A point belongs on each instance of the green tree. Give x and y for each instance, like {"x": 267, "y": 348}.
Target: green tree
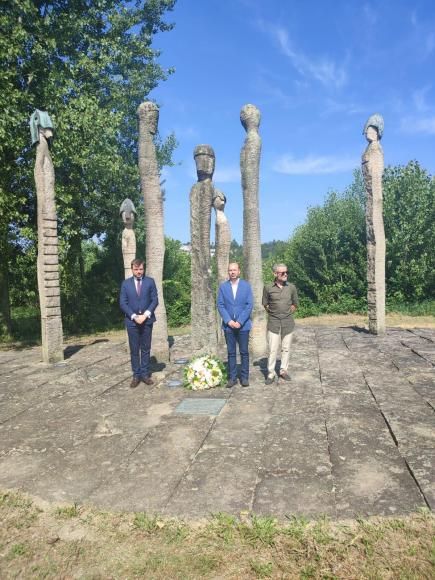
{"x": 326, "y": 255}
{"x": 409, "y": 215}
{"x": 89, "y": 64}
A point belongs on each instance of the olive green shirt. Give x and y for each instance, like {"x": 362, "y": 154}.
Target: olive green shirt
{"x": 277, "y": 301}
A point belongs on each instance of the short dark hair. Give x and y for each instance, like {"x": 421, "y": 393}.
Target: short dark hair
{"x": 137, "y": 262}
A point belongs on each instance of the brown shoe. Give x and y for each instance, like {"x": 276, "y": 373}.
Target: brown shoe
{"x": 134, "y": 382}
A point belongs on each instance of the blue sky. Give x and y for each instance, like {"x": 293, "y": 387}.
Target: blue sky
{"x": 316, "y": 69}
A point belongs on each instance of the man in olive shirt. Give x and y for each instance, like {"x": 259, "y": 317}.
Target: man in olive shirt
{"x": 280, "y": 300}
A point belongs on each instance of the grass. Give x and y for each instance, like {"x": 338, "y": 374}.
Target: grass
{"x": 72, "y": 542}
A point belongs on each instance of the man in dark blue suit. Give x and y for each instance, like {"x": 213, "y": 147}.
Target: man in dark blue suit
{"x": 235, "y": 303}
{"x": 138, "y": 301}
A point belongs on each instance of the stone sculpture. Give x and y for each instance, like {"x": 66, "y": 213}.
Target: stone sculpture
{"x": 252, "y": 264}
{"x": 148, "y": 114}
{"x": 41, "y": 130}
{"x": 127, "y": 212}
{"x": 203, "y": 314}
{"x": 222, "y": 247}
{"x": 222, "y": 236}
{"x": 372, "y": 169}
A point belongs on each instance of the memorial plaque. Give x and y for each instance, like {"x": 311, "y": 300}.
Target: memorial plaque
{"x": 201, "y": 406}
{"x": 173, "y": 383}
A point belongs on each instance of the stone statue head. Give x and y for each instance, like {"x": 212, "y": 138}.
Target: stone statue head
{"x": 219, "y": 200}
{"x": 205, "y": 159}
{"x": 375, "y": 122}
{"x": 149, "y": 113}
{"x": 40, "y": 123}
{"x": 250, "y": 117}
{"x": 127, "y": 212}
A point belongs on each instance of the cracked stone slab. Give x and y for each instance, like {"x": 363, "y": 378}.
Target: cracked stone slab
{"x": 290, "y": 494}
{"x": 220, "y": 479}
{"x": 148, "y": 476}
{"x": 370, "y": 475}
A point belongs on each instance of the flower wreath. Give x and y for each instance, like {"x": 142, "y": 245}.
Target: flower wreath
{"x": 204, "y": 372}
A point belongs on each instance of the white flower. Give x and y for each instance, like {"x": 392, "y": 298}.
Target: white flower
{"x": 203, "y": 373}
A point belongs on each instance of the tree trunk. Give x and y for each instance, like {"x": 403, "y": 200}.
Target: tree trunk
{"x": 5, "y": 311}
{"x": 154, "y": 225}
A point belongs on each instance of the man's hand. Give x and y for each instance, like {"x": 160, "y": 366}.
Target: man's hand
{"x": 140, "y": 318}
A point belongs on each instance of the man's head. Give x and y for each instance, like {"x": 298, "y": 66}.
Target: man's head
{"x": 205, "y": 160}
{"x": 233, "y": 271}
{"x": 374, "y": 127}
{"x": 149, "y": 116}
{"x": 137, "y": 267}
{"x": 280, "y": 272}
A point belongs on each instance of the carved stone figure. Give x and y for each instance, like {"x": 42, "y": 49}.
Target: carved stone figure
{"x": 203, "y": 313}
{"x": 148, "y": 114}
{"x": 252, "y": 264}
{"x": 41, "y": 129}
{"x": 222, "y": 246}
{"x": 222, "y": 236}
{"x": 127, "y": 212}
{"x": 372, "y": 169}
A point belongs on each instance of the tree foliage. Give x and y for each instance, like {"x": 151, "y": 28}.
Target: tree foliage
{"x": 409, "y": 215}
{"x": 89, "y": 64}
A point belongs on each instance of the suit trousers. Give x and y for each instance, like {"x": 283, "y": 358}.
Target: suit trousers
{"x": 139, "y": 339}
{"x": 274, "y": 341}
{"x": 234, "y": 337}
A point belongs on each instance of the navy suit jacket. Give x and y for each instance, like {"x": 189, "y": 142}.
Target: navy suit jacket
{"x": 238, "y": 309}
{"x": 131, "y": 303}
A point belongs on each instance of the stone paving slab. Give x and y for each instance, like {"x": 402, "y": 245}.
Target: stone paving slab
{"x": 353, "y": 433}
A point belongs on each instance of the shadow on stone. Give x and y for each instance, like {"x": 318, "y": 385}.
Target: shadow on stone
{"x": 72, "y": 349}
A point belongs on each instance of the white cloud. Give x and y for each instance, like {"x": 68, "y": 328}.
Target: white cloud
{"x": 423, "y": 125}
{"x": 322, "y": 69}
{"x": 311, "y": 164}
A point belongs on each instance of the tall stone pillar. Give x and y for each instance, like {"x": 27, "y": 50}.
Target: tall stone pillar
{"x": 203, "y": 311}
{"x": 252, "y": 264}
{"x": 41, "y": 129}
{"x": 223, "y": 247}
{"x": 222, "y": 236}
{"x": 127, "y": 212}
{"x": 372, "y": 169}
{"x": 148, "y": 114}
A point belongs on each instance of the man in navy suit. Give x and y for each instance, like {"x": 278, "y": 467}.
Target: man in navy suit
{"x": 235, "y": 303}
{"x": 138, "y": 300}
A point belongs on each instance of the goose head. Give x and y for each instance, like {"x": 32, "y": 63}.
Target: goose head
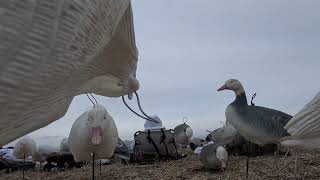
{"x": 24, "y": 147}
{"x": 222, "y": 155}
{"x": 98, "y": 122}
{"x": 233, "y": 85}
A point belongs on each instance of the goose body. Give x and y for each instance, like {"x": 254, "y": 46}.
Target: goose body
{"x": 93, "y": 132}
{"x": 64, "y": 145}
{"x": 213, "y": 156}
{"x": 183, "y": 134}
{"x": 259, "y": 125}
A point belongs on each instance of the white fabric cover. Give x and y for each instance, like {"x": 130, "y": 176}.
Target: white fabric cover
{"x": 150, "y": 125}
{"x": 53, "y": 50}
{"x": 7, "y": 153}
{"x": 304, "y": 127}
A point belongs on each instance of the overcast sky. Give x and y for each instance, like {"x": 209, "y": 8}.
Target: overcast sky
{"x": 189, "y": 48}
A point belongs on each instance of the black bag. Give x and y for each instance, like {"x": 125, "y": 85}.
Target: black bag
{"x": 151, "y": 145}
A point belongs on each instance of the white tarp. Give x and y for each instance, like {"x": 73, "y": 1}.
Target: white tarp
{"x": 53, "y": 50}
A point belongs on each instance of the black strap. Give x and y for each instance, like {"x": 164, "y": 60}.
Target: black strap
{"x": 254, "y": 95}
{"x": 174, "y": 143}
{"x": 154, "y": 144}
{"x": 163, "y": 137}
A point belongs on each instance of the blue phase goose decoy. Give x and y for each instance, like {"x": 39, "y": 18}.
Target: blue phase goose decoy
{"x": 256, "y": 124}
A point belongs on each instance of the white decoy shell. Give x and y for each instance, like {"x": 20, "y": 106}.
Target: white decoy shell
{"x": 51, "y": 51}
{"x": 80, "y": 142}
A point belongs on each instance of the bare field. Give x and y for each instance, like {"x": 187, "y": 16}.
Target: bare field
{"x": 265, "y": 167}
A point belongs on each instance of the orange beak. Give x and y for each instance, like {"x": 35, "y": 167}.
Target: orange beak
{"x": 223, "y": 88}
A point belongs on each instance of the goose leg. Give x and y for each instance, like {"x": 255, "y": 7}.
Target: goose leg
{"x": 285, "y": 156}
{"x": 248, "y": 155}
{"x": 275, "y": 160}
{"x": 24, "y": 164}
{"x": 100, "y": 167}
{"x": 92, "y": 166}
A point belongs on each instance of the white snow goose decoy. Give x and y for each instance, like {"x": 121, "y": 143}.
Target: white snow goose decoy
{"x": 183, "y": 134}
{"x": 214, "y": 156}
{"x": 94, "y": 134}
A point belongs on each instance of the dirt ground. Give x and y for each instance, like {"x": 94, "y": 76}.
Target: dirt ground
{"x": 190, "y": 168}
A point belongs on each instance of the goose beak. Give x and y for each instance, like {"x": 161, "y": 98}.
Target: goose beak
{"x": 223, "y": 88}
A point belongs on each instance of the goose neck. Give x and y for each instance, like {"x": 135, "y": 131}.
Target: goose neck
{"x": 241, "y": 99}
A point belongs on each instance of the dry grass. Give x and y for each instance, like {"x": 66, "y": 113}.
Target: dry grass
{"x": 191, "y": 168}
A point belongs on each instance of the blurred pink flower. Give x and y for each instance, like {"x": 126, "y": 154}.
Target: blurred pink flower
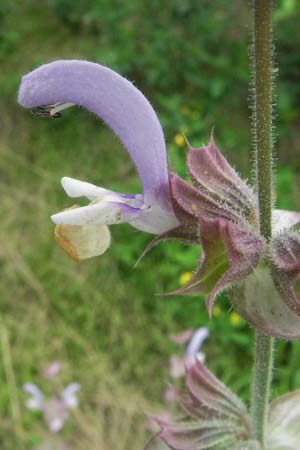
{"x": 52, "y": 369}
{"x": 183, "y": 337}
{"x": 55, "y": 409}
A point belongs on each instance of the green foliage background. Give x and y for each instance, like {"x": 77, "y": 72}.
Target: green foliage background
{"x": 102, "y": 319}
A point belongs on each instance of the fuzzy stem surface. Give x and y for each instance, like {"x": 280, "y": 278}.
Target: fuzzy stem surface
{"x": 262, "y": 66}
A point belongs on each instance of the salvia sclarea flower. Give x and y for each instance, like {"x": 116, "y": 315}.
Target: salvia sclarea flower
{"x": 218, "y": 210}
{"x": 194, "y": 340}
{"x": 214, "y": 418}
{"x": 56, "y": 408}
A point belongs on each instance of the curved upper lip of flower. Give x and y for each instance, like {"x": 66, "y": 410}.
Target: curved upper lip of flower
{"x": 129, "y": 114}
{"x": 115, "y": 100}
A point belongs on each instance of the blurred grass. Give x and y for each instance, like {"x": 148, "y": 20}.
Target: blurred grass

******************************

**Task brief**
Output only the lines from the one holding "A point belongs on each instance of the green foliage" through the last line above, exactly as they appear.

**Final result**
A point belongs on each instance of the green foliage background. Give x and y for each instance, like {"x": 77, "y": 72}.
Target: green foliage background
{"x": 102, "y": 319}
A point belongs on each instance of the fuzzy stem surface. Give x and y for each instance, like {"x": 280, "y": 278}.
Target: fuzzy stem surface
{"x": 262, "y": 66}
A point belongs on each instance of the salvia sclarea flower. Give x and y for each instance, like {"x": 116, "y": 315}.
Target: salvia sclarea flower
{"x": 218, "y": 210}
{"x": 194, "y": 340}
{"x": 214, "y": 418}
{"x": 56, "y": 408}
A point belongs on each instance of the curved upper lip of flower. Give x and y for each instance, like {"x": 66, "y": 410}.
Target: curved upper lip of flower
{"x": 129, "y": 114}
{"x": 115, "y": 100}
A point belongs on each instance of the blurred grass. Give x and y for each instance, like {"x": 148, "y": 20}.
Target: blurred grass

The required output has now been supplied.